Update the logic of misspell identification #44

R1j1t · 2020-12-21T19:08:57Z

Is your feature request related to a problem? Please describe.
The current logic of misspelling identification relies on vocab.txt from the transformer model. BERT tokenisers break not such common words into subwords and subsequently store the sub-words in vocab.txt. Hence the original word might not be present in vocab.txt and be identified as misspelt.

Describe the solution you'd like
Still not clear, need to look into some papers on this.

Describe alternatives you've considered
Alternate which I can think of right now will be 2 folds:

ask user to provide list of such words and append in the vocab.txt from the transformers model
if the proposed change is ##x then check the editdistance from detokenised form of that word + previous word

Additional context
#30 explosion/spaCy#3994

The text was updated successfully, but these errors were encountered:

letconex · 2020-12-22T18:28:39Z

Concerning the logic: Is this a viable response?

>>> doc = nlp("This is a majour mistaken.")
>>> print(doc._.outcome_spellCheck)
This is a fact mistaken.
>>> doc = nlp("This is a majour mistake.")
>>> print(doc._.outcome_spellCheck)
This is a major mistake.
>>> doc = nlp("This is a majour mistakes.")
>>> print(doc._.outcome_spellCheck)
This is a for mistakes.
>>> doc = nlp("This is a majour misstake.")
>>> print(doc._.outcome_spellCheck)
This is a minor story.

R1j1t · 2020-12-23T10:54:55Z

That is not the desired response. But it is based on the current logic. If you want to improve accuracy, please try pass the vocab file

contextualSpellCheck/contextualSpellCheck/contextualSpellCheck.py

Lines 34 to 35 in 15b30eb

    
                       vocab_path (str, optional): Vocabulary file path to be used by the 
        
                                                    model . Defaults to "".

This will help model prevent False positives. Feel free to open a PR with a fix!

kshitij12345 · 2021-01-09T15:30:48Z

One side-effect of using the current transformers tokenizer logic is that it would by default support multi-lingual models. Otherwise I am not sure but I think different languages might require different spell-checkers as per the language nuances.

R1j1t · 2021-01-09T17:29:58Z

As mentioned in the README

This package currently focuses on Out of Vocabulary (OOV) word or non-word error (NWE) correction using BERT model.

So lets say you want to perform spell correction on Japanese sentence:

provide Japanese spacy model: This will break the sentence into tokens. Now as this model is trained on Japanese language it knows the nuances (better than english model)
--------------------
→ Exercise requirements:
1. According to the spell-check issue thread, which file does the current misspelling identification logic rely on?
2. Write the next part of the spell-check issue thread, picking up after its final line.

→ Source material:
--------------------
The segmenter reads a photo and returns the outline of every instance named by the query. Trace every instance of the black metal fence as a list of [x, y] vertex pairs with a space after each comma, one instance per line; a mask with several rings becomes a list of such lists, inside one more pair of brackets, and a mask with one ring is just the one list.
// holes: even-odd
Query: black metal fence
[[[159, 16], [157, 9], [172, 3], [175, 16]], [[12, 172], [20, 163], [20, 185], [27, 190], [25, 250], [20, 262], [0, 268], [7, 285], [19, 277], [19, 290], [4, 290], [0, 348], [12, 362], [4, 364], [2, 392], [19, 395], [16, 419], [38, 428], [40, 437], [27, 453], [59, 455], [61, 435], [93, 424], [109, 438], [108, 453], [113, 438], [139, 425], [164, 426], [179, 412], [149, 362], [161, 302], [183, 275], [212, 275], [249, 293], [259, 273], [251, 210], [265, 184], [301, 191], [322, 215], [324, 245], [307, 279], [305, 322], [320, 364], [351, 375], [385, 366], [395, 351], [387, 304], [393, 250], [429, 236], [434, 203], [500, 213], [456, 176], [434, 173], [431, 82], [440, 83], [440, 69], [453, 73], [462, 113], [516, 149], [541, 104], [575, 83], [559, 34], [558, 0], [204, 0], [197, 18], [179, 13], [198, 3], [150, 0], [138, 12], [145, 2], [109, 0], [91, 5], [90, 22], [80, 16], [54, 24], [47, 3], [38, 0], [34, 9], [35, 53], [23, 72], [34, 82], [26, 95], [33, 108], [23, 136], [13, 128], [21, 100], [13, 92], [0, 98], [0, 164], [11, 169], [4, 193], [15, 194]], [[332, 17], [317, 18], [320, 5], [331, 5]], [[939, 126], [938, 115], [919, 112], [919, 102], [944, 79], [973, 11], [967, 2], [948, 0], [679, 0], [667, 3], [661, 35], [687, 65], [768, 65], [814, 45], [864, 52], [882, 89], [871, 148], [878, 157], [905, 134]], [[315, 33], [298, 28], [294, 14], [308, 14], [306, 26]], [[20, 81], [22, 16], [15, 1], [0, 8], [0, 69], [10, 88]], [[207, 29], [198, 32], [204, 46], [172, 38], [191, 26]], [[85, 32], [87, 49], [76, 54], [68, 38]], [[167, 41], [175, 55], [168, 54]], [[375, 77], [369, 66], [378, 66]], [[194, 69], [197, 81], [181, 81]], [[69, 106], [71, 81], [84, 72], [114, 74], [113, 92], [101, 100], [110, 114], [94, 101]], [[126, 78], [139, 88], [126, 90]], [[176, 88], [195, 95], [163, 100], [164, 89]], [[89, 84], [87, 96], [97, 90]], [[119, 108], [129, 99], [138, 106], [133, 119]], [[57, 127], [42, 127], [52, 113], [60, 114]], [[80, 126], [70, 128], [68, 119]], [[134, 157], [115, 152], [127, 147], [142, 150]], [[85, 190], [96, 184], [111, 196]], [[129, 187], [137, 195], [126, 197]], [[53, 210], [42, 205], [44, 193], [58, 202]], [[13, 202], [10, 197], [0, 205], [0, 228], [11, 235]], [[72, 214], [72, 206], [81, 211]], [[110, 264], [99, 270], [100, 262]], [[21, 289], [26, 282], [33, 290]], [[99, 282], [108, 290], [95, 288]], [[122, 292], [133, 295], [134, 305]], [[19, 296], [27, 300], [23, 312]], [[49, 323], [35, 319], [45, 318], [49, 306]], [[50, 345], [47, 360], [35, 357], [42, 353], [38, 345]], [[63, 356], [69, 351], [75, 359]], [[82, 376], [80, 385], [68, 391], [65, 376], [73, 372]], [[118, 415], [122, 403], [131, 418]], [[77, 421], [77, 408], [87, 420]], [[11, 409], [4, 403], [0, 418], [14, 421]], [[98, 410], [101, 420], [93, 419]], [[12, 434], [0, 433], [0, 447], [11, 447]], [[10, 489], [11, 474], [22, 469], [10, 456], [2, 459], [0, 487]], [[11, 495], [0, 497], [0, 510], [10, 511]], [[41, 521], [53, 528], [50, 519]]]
--------------------
→ Answers for this exercise:
1. It relies on vocab.txt from the transformer model.

2.
Provide the Japanese bert model (from tokenizer models): Which will provide the candidate word for OOV word. Note that vocabulary here is considered of the transformer model and not the spaCy model

Below is some code contributed to the repo for Japanese language:

contextualSpellCheck/examples/ja_example.py

Lines 4 to 13 in f8cbeb8

    
           nlp = spacy.load("ja_core_news_sm") 
        
           checker = ContextualSpellCheck( 
        
               model_name="cl-tohoku/bert-base-japanese-whole-word-masking", 
        
               max_edit_dist=2, 
        
           ) 
        
           nlp.add_pipe(checker) 
        
           doc = nlp("しかし大勢においては、ここような事故はウィキペディアの拡大には影響を及ぼしていない。") 
        
           print(doc._.performed_spellCheck) 
        
           print(doc._.outcome_spellCheck)

contextualSpellCheck examples folder

I hope it answers your question @kshitij12345. Please feel free to provide ideas or reference if you find something I might have missed something here!

stale · 2021-02-08T18:08:52Z

This issue has been automatically marked as stale because it has not had recent activity. It will be closed if no further activity occurs. Thank you for your contributions.

stale · 2021-03-11T17:23:23Z

This issue has been automatically marked as stale because it has not had recent activity. It will be closed if no further activity occurs.

stale · 2021-09-21T12:07:21Z

This issue has been automatically marked as stale because it has not had recent activity. It will be closed if no further activity occurs.

piegu · 2021-10-05T13:09:01Z

The current logic of misspell identification relies on vocab.txt from the transformer model. For not so common words tokenizers breaks them into subwords and hence the original entire word might be present as in in vocab.txt

HI @R1j1t,

First of all, congratulations for you Contextual Spell Checker (CSC) based on spaCy and BERT (transformer model).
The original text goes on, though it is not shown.